--- ARBEITSAUFTRAG ---
Liste alle politischen Parteien auf, die im Interview mit Herrn Kretschmann erwähnt werden.

--- TEXTAUSZUG ---
________
Herr Kretschmann, was haben Sie als Letztes mit dem Kirchenchor in Laiz einstudiert?
Lieder zum 80. Geburtstag unseres ehemaligen Dirigenten. Darunter der Klassiker von Silcher „Hab oft im Kreise der Lieben“.
Wann waren Sie zuletzt bei der Chorprobe?
Zur Vorbereitung dieser Lieder, zwischen Weihnachten und Neujahr.
Was verpassen Sie in Laiz auf gar keinen Fall, Wahlkampf hin oder her?
Den Narrenball der Narrenzunft Balkenstrecker.
Manche Grüne haben ja schon mit ihren Autos Schlagzeilen gemacht. Was für einen Antrieb hat eigentlich Ihr Dienstwagen?
Erdgas.
Wann war Ihre letzte Zugfahrt?
Heute Morgen.
Was ist eigentlich so cool an einem Bürstenhaarschnitt?
Ich hatte immer einen braven Scheitel, bis meine Tochter gesagt hat, du hast eine Frisur wie ein CDUler, und ich solle mir mal eine gescheite Frisur verpassen.
Wo wären Sie heute, wenn Sie nicht vor 30 Jahren die Grünen mitbegründet hätten?
Vielleicht Schulleiter eines Gymnasiums auf dem Land.
Schon auf Gründungsfotos tragen Sie Jackett. Was haben Sie gegen Latzhosen?
Nichts. Ich werkle zuhause durchaus im blauen Anton, aber warum soll man mit einer Latzhose rumlaufen wo es gar nicht passt?
Aber Turnschuhe hätten Sie – für den Fall eines Ministeramts?
Ja. Turnschuhe habe ich, ich brauche sie für mein Training im Fitnessstudio.
Haben Sie jemals Müsli gefrühstückt?
Ich bin ein leidenschaftlicher Müsliesser.
Jetzt machen Sie 30 Jahre Landespolitik, und die CDU beschimpft die Grünen als die Dagegen-Partei. Die SPD sagt, sie hätten nur ein Thema. Was ist schiefgelaufen?
Nichts, denn das sind populistische Kampagnen. Der Kern der Demokratie ist der Streit um Alternativen. Die Kampagne suggeriert, es gäbe nur eine Lösung – und zwar die von oben. Nichts untergräbt das Vertrauen einer aufgeklärten Bürgergesellschaft in die Politik mehr als diese Haltung.
________
--- BEREITGESTELLTE DATEN ---
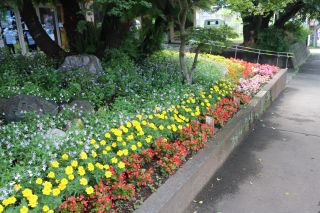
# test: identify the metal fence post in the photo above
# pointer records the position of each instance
________
--- ANTWORT ---
Die Grünen, die CDU, die SPD